══ Text passage

Will the services at the Counseling Center cost me anything?
All the services are free of charge.
Who is eligible for services at the Vanguard University Counseling Center?
All enrolled Vanguard University students (undergraduate, graduate and SPS students) are eligible for counseling services.
Do you have general questions about counseling?
If you have a general question about counseling that you have not been able to find on our site, or you think it would be good to have your question referenced on this page, email your question to firstname.lastname@example.org.
What does research show about the effectiveness of counseling?
According to a research summary from the Stanford University School of Medicine, counseling effectively decreased peoples’ depression and anxiety related symptoms—such as pain, fatigue, and nausea.
Counseling has also been found to increase survival time after heart surgery, for people with cancer, and it can have positive effects on the body’s immune system. Research increasingly supports the idea that emotional and physical health are closely linked and that counseling can improve a person’s overall health status.
There is convincing evidence that most people who have at least several sessions of counseling are better off than untreated individuals who are having emotional difficulties.
If I begin counseling, how can I gain the most from it?
There are many approaches to counseling and various formats in which it may occur—including individual, group, and couples. Despite the variations, all counseling is a two-way process that works especially well when you and your counselor communicate openly. Research shows that the outcome of counseling is improved when the counselor and the client agree early about what the major problems are and how counseling can help.
You and your counselor both have responsibilities in establishing and maintaining a good working relationship. Be clear with your counselor about your concerns that may arise. Counseling works best when you attend all scheduled sessions and give some forethought as to what you want to discuss during each session.
Counseling isn’t easy. But individuals willing to work in close partnership with their counselor or psychologist often find relief from their emotional distress and begin to lead more productive and fulfilling lives.
If I go to the Counseling Center for help, does that mean that there is something wrong with me?
No. Students who use the Counseling Center are interested in their personal growth and adjustment in the world around them. Students face normal developmental concerns and academic pressures while at Vanguard and, at times, may feel anxious, angry, lonely, or depressed.
The Counseling Center staff members are trained professionals who help students explore alternative coping strategies and ways of dealing with themselves and the world.
Why do people consider seeking counseling?
Counseling is a partnership between an individual and a professional who is trained to help people understand their feelings and assist them with changing their behavior.
People often consider counseling under the following circumstances:
• They feel an overwhelming and prolonged sense of sadness and helplessness in their futures.

════

§ **Problem**: List every feeling that the counseling center FAQ says students at Vanguard may at times experience.

══ Dataset records

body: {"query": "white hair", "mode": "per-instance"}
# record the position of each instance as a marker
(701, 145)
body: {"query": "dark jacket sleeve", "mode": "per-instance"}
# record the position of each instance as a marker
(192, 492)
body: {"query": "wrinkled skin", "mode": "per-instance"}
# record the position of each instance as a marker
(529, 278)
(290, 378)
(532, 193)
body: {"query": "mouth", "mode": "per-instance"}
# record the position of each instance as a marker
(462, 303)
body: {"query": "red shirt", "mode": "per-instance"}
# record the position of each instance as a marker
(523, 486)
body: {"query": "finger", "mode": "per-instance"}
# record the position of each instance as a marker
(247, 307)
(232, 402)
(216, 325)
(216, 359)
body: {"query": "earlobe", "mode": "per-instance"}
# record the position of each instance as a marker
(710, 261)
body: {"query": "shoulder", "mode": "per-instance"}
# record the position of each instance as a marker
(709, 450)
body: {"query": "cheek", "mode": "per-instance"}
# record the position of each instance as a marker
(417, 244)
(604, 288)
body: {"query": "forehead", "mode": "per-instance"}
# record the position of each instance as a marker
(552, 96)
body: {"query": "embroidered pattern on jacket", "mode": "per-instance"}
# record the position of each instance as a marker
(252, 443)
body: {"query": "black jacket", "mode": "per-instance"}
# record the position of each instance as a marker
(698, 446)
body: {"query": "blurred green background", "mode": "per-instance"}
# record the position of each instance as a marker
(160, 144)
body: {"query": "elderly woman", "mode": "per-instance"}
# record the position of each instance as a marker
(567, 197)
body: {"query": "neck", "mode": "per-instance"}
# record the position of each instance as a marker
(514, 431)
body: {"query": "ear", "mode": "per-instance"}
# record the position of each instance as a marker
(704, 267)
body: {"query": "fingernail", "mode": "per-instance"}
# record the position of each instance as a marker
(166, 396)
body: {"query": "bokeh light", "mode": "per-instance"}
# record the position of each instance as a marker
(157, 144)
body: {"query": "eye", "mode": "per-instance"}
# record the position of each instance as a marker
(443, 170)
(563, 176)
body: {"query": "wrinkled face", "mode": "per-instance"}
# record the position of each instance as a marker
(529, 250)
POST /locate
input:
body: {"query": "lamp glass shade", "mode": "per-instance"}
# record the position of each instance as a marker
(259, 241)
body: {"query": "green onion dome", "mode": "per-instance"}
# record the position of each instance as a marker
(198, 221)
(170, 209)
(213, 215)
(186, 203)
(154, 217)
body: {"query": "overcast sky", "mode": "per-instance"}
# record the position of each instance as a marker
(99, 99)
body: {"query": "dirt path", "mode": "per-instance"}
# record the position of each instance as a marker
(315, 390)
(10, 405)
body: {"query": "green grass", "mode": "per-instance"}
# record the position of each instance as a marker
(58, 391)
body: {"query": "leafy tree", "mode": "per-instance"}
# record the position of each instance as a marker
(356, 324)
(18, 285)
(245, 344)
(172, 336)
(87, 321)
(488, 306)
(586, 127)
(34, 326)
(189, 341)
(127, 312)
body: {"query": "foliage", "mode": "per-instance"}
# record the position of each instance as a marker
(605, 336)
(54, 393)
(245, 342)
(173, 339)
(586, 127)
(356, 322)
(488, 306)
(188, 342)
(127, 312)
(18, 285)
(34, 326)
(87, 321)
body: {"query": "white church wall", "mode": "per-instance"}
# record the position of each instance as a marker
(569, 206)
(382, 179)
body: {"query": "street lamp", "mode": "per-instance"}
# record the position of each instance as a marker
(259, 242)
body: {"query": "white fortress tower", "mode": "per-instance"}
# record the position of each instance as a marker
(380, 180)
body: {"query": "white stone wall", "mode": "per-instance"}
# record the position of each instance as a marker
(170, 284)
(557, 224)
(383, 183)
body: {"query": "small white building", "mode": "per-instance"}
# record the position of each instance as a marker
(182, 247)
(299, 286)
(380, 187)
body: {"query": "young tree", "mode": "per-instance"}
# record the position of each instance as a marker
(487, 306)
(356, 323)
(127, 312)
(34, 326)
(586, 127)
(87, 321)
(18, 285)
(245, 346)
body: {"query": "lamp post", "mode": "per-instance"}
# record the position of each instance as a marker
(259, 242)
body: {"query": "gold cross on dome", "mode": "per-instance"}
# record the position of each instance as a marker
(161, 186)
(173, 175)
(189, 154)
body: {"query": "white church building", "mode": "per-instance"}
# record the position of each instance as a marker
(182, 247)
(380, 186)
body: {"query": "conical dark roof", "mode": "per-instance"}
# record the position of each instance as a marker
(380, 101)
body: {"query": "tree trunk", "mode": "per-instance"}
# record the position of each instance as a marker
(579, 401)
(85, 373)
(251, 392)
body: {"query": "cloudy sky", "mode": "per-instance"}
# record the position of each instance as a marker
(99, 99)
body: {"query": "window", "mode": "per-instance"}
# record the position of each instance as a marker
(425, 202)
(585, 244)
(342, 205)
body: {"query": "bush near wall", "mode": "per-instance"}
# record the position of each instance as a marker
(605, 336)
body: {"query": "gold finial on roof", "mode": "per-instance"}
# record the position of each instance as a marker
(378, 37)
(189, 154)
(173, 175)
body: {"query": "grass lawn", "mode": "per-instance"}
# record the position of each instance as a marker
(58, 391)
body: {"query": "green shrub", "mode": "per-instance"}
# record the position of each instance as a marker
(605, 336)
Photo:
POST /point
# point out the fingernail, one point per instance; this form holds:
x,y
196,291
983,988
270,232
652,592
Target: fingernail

════

§ **Result**:
- anxious
- angry
- lonely
- depressed